RECORDS FOR THE EXERCISE:
>>>>>
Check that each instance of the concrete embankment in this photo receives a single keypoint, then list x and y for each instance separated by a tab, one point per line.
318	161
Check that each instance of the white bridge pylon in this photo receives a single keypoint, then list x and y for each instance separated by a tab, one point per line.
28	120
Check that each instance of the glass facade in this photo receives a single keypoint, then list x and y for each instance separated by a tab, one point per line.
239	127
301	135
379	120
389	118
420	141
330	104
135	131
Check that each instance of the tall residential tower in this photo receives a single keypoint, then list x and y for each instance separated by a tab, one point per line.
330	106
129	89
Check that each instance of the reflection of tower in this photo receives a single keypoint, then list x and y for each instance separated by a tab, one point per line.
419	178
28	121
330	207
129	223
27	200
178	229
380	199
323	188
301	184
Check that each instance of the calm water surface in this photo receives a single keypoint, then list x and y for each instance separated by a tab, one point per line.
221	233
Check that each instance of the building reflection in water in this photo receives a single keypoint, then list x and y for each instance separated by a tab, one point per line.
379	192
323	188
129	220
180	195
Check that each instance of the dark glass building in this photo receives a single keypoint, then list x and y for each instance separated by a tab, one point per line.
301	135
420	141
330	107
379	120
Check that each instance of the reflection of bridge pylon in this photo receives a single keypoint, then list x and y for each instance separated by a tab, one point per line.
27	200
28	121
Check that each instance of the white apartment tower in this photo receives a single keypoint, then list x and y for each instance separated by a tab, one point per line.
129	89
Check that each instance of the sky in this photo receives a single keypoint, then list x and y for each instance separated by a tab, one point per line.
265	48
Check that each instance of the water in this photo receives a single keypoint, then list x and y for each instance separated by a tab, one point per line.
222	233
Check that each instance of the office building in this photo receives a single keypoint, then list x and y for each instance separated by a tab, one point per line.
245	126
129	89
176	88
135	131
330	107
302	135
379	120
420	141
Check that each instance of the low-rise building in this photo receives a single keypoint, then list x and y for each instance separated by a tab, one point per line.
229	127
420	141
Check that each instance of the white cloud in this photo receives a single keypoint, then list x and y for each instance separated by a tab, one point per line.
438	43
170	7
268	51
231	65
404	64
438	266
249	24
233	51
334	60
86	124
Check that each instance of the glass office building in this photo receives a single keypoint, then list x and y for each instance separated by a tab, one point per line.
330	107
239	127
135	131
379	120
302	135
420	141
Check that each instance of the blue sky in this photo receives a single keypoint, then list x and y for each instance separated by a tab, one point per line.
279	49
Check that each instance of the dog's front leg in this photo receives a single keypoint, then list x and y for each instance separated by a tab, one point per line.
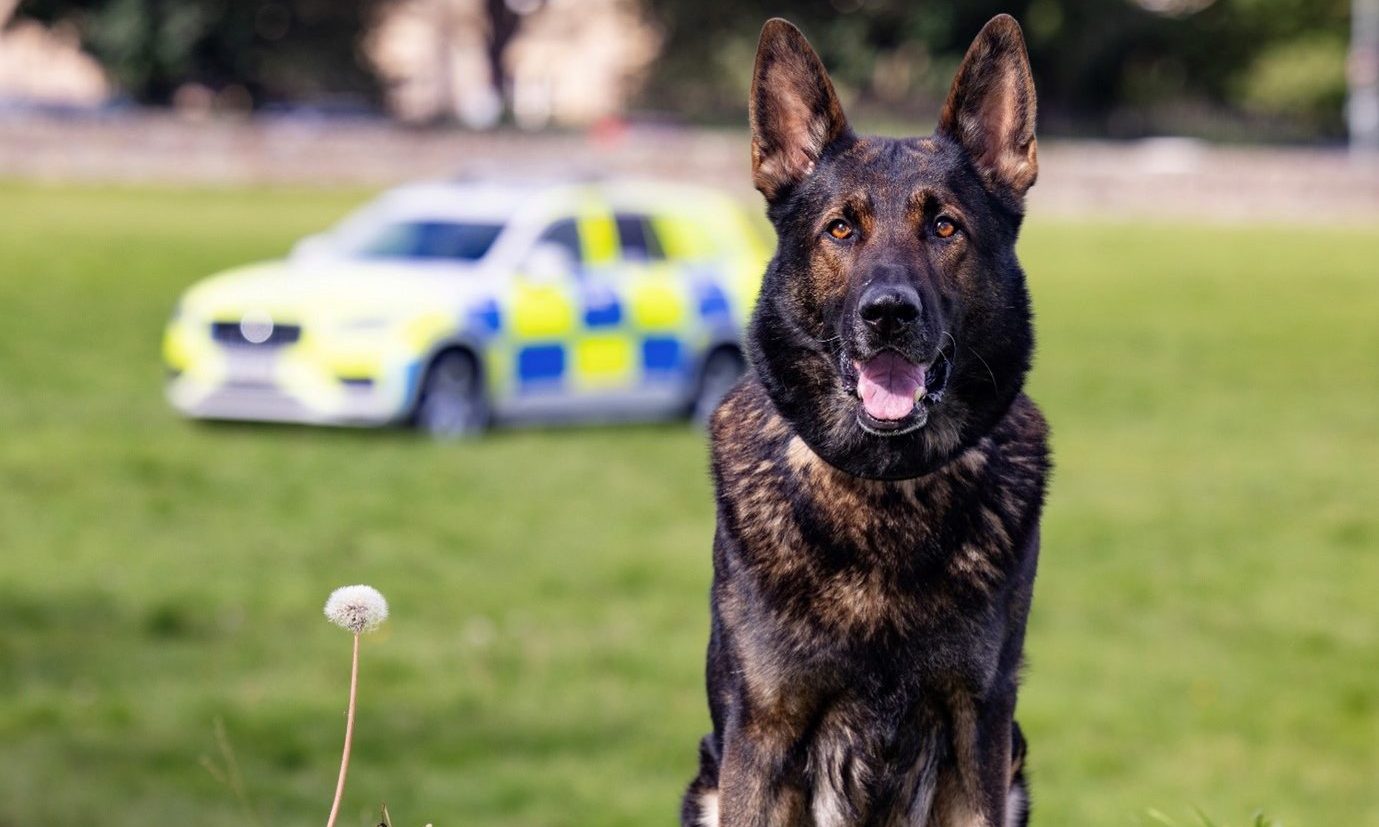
977	790
755	789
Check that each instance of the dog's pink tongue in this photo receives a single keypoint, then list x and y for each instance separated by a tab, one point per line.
887	383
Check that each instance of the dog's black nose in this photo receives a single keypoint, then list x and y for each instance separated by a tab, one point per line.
888	308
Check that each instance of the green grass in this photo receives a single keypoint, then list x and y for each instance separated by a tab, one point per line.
1204	631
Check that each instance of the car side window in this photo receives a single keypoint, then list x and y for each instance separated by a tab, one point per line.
639	239
563	233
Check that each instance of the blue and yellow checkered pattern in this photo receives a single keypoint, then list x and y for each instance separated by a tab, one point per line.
585	337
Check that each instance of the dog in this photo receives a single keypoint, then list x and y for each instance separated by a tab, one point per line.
880	472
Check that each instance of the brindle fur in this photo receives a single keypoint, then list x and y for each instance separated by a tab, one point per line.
870	590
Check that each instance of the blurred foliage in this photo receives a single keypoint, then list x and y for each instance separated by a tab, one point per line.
1305	77
244	51
1121	68
1103	66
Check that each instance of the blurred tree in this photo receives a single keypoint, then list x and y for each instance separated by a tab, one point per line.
248	51
1103	66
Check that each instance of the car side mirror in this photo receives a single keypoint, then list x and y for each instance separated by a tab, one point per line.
548	262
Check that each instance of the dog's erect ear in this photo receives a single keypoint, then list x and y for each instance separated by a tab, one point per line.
990	108
794	110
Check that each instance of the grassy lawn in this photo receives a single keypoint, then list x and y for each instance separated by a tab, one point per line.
1205	629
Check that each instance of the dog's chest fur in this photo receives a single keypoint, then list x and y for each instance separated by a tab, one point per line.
863	619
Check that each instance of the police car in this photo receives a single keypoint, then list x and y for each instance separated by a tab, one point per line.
454	305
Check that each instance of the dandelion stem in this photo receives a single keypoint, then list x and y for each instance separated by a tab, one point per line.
349	735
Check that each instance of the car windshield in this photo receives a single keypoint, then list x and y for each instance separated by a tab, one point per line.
430	240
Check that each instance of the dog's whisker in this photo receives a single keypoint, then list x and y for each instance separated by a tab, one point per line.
996	385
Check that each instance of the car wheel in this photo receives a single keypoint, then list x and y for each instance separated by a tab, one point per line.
453	400
720	374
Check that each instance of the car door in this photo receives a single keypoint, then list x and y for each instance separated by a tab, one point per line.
659	316
566	350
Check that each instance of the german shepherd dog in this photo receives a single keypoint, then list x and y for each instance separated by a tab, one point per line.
880	472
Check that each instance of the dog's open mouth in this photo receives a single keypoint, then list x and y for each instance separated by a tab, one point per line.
897	393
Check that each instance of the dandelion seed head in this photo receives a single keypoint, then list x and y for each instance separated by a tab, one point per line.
356	608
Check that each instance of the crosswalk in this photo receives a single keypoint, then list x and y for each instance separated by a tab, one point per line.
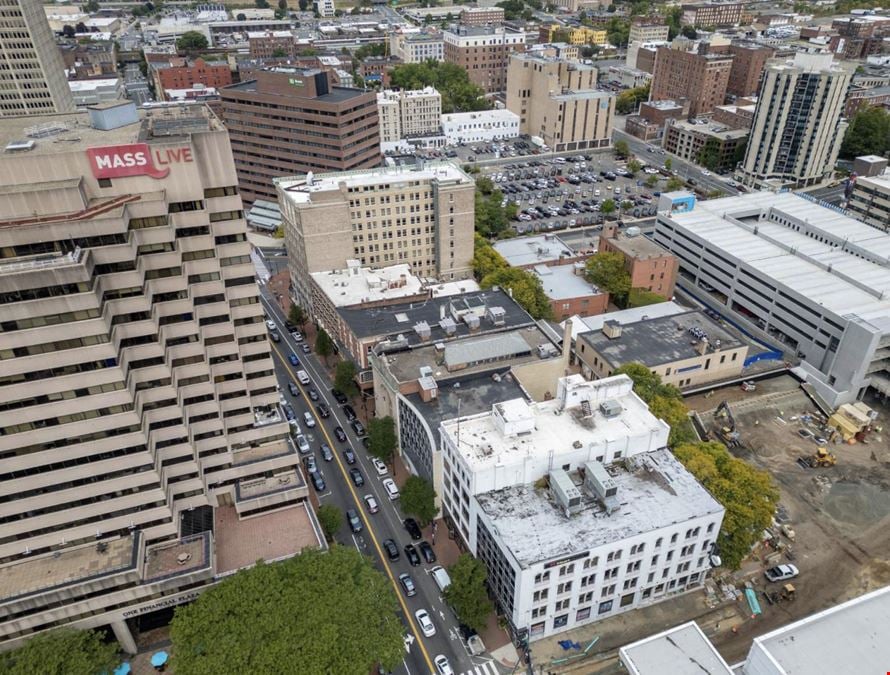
487	668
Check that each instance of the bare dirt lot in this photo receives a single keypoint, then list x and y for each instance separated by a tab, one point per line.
840	515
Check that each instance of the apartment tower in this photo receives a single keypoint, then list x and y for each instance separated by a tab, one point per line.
140	437
798	127
32	80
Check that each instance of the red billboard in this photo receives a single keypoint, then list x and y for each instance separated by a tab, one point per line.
137	159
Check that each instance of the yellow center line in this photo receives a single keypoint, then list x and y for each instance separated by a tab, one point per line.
319	424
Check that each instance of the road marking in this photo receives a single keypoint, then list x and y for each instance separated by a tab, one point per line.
348	479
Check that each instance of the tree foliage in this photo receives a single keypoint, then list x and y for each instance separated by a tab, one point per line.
459	94
419	499
64	651
315	613
748	494
382	439
331	520
192	41
868	133
466	594
344	378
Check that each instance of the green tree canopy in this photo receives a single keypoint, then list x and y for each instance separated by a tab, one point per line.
526	287
331	520
459	94
382	439
868	133
63	651
467	594
315	613
748	494
605	269
419	499
192	41
344	378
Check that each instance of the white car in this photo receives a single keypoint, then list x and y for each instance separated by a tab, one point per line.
379	466
426	623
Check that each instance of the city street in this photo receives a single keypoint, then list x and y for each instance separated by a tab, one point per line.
385	524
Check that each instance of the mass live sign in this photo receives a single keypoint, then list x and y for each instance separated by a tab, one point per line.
138	159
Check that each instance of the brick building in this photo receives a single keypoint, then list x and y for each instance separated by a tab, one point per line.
289	120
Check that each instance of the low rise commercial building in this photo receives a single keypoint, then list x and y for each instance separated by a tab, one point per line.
557	100
792	272
870	200
685	350
480	127
561	546
423	216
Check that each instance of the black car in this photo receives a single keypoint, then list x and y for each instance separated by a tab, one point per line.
413	528
392	551
411	554
429	555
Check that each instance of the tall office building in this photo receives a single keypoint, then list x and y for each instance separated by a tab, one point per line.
142	451
798	128
294	120
423	216
32	79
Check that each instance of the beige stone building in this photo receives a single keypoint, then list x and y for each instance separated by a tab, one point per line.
32	80
685	350
557	100
142	451
420	216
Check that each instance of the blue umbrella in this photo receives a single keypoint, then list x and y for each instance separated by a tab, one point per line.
158	659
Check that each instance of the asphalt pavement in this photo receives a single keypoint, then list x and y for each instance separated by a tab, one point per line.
385	524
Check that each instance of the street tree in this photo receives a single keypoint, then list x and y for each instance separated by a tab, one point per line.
331	520
605	270
192	41
749	496
344	378
382	439
318	612
324	346
467	594
419	499
61	652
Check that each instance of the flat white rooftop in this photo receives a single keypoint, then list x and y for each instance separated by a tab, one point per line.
299	191
846	270
848	638
515	430
657	493
682	650
357	284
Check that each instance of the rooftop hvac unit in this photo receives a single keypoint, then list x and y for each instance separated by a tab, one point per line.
610	408
567	495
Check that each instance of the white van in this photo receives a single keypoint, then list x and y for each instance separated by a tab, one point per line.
440	576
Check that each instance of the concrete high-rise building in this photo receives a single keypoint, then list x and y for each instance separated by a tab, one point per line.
294	120
686	69
142	451
798	128
420	216
558	100
32	80
484	52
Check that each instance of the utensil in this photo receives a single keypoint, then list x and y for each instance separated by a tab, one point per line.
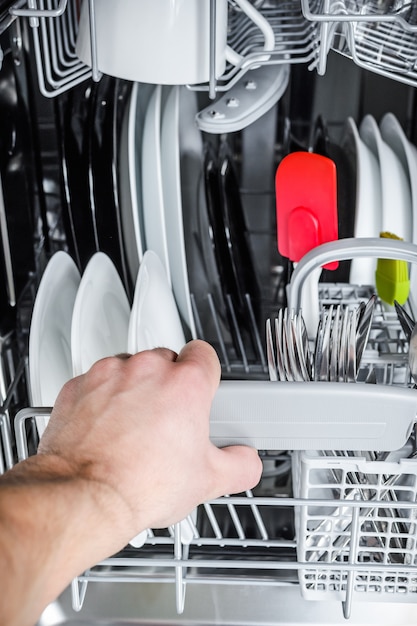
412	353
406	321
164	42
364	324
288	353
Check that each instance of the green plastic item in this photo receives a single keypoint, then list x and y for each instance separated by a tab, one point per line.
392	278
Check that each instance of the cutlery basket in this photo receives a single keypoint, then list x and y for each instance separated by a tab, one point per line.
357	535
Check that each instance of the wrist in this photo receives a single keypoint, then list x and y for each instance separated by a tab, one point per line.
50	515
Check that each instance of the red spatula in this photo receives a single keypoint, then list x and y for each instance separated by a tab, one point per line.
306	203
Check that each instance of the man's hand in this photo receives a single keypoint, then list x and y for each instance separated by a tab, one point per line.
126	448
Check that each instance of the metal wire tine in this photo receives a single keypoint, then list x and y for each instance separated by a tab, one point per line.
406	321
318	346
270	352
325	349
302	347
351	370
363	327
304	342
335	346
279	344
285	348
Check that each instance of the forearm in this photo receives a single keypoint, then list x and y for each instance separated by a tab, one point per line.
51	530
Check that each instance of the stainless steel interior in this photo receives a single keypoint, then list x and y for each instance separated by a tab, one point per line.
244	564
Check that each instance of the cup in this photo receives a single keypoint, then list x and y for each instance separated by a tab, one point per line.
161	41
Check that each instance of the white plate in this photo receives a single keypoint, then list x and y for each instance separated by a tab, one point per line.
368	210
395	137
171	179
131	176
154	320
50	332
152	189
130	217
101	313
396	195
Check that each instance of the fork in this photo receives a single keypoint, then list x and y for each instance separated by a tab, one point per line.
288	353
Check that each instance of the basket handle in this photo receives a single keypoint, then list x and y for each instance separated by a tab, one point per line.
342	250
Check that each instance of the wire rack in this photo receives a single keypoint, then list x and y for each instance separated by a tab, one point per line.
373	34
306	524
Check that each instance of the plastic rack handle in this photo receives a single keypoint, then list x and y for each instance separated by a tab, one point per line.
342	250
312	416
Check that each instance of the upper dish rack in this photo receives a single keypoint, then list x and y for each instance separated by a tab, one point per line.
377	36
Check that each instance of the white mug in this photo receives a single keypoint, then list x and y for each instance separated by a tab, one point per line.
161	41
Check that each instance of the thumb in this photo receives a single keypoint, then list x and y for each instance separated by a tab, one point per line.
237	468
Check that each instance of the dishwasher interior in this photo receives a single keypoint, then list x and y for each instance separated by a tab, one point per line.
329	533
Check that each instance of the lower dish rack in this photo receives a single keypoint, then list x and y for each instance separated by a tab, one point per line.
337	523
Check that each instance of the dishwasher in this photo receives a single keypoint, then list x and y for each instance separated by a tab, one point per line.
329	535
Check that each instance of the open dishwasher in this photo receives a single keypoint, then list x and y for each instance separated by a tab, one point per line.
330	532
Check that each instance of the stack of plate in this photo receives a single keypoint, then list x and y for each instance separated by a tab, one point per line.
386	193
78	320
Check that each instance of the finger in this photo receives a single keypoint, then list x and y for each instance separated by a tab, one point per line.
166	353
237	469
123	356
201	354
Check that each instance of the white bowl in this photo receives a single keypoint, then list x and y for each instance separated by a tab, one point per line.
368	211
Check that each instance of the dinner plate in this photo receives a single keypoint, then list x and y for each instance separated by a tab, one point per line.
240	254
152	188
395	137
50	365
154	319
368	203
101	313
104	200
396	196
80	225
203	276
130	185
171	177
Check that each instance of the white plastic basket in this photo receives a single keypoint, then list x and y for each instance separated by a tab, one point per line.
358	537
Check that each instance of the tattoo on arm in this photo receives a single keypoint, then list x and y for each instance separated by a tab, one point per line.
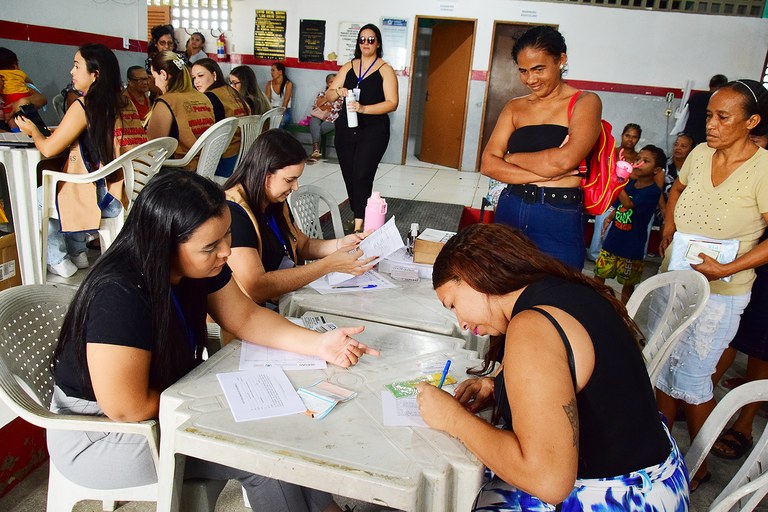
<<<<<
GOAL OF THE EXERCISE: Count the lines in the entries that contain the string "blurred", with uppercase and lowercase treated as different. Give only the number.

EXERCISE ANSWER: 2